## Exercise brief:
Show every line of the material that contains the string "pattern", and treat uppercase and lowercase as different.

## Material to process:

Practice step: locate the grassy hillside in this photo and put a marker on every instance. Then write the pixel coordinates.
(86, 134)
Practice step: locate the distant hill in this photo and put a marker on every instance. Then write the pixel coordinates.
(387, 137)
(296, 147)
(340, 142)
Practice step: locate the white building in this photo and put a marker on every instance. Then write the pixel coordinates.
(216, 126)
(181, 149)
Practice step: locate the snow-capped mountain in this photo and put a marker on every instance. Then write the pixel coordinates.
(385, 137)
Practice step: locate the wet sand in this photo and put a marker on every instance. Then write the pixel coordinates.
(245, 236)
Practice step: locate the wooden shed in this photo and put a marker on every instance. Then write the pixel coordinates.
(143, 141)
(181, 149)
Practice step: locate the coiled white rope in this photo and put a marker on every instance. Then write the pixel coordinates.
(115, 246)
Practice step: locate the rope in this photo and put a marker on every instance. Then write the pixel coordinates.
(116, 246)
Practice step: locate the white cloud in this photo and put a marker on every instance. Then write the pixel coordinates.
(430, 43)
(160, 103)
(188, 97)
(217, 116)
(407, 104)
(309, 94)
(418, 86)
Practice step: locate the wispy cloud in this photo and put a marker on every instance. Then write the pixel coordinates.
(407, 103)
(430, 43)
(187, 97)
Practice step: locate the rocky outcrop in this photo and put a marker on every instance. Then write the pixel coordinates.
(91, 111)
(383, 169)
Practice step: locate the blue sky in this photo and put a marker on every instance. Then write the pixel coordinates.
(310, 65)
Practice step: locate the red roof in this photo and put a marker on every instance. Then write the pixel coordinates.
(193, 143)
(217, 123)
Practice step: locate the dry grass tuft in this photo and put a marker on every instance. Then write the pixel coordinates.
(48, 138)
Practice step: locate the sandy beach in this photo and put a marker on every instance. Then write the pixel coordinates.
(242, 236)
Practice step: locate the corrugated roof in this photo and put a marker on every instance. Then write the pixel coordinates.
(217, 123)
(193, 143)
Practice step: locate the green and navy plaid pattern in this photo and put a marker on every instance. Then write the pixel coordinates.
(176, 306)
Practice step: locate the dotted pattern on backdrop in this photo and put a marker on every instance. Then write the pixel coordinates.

---

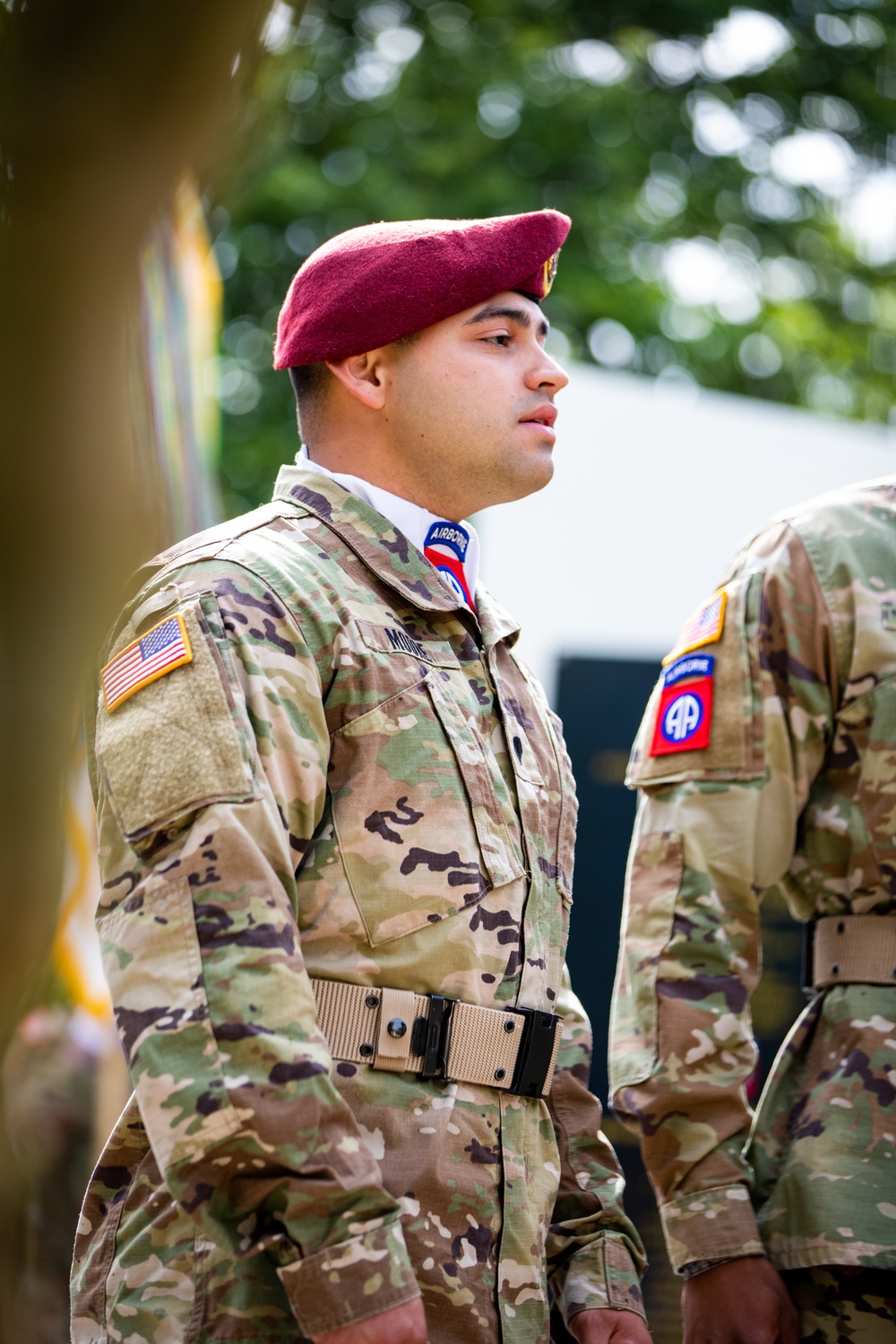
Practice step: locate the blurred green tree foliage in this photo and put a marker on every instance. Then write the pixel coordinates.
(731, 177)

## Correct response:
Practice step: locate the green and navy plaid pattern in this photo and put a marker on every instance. Then write the pixel coordinates.
Practice step: locate the dotted pattern on backdrop in this photo and put a marker on every instance. Then write the pixel coordinates.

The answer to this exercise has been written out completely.